→ **YOUR INSTRUCTIONS**: How many of the lines below contain the string "green"? Case counts. Give only the number.

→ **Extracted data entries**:
· · ·
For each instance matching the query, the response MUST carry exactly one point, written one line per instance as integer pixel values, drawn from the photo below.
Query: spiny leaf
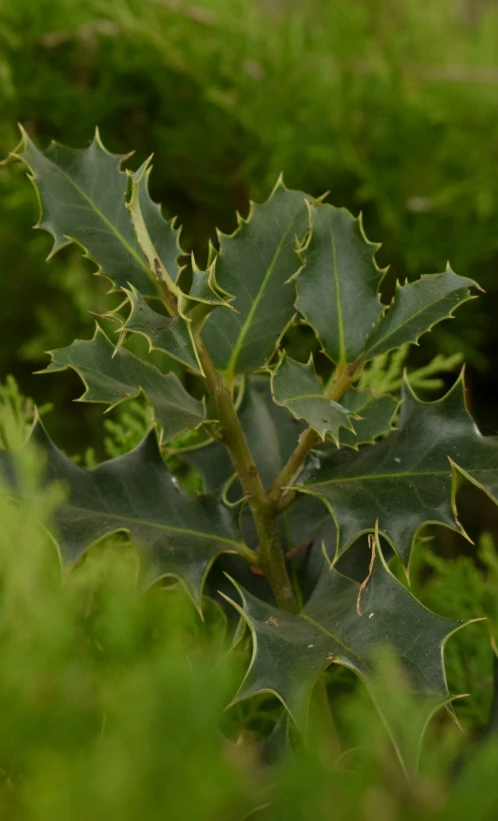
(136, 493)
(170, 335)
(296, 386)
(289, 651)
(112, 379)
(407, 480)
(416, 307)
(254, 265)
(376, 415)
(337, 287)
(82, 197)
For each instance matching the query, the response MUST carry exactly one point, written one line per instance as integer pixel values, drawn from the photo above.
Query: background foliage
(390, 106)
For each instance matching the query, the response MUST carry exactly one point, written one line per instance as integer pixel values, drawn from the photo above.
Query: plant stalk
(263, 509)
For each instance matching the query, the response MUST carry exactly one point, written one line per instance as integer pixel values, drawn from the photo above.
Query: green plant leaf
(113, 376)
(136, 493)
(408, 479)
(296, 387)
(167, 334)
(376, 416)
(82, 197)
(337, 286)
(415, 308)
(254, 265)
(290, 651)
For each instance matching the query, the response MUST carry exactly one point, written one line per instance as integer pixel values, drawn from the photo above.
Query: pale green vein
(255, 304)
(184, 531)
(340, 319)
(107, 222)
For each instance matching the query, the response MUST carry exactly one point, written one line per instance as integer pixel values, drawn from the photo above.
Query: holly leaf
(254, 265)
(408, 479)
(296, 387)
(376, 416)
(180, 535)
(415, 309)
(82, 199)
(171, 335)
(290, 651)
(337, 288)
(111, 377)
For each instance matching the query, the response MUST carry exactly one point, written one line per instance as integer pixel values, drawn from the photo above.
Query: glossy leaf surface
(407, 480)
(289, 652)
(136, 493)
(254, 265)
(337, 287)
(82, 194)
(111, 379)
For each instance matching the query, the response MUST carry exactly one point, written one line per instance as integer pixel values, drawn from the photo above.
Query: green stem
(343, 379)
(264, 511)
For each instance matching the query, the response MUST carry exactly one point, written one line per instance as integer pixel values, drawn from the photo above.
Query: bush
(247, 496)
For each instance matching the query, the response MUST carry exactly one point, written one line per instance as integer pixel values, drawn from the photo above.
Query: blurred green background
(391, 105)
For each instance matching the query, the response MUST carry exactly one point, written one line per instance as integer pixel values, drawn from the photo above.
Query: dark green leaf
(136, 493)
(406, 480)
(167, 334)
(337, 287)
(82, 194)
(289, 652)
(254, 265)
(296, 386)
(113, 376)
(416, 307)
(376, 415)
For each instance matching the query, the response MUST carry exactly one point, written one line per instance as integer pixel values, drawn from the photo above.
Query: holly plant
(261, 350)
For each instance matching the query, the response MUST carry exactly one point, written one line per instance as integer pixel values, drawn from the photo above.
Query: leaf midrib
· · ·
→ **COMPLETED TASK**: 5